- **WHAT TO WORK ON**
Rewrite the entries from the line containing "the woman's left" through the line containing "Consider the photo above.", inclusive, offsetting every coordinate in the answers by -147 and leaving the entries themselves unchanged.

- **THE INPUT**
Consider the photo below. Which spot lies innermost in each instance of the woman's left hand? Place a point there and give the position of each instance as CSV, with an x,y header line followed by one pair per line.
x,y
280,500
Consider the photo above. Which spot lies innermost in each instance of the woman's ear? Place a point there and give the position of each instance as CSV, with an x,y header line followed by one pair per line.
* * *
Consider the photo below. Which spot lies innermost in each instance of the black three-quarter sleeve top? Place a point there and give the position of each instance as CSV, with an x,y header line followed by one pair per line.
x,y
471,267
---
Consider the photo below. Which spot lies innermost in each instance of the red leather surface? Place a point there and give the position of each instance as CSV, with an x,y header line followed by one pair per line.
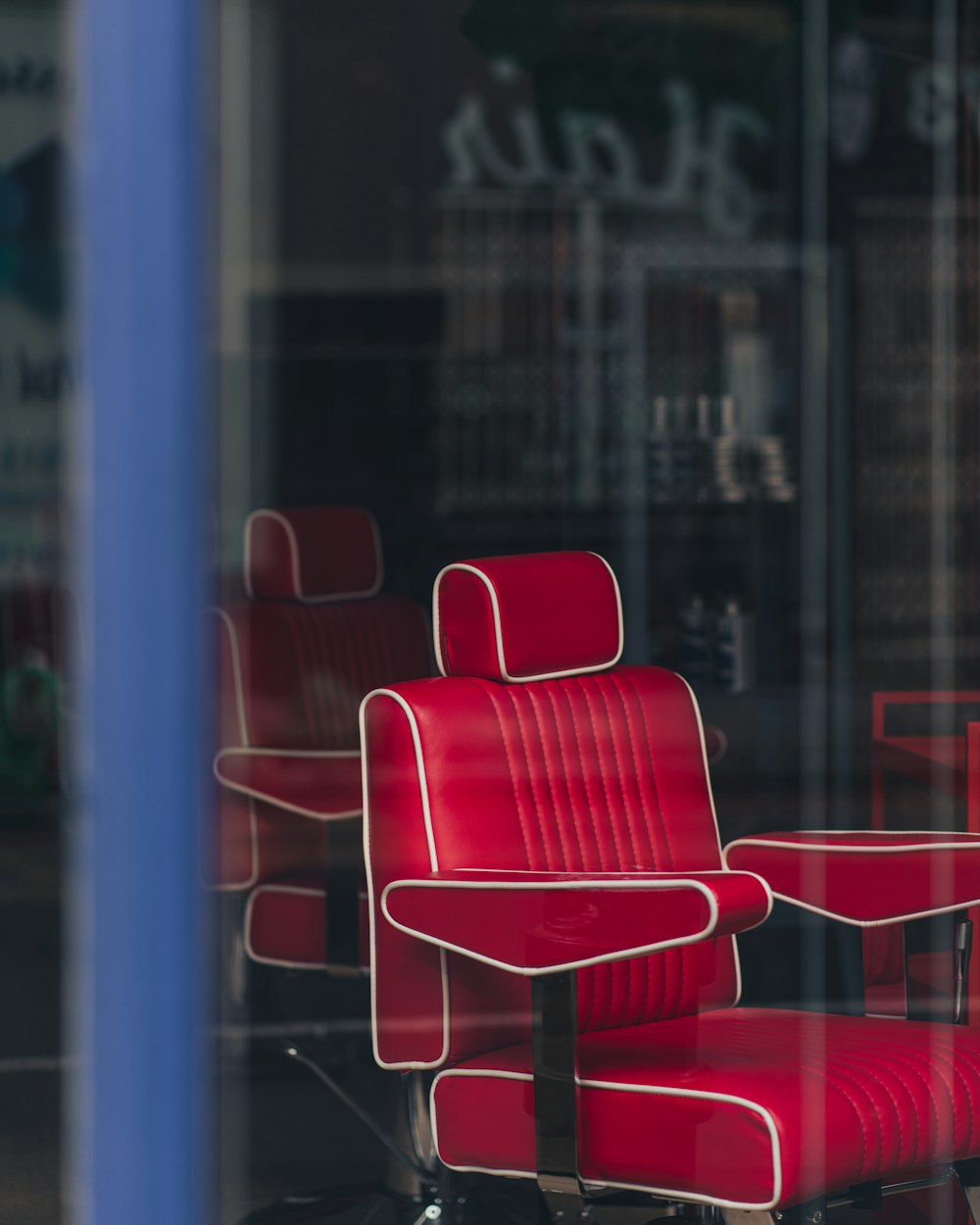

- **RESULT FOR THIS EXERCISE**
Consider the photo below. Which spot lies innermost in each instance of the woman's left hand? Place a point there and give the position of each instance as CSV, with an x,y header line followed by one pair per line.
x,y
133,353
Consider the photo above. Which spot lies innermost in each instance of the woman's ear? Place a point there and give the position of each instance as CSV, with an x,y header line followed by one pair per line.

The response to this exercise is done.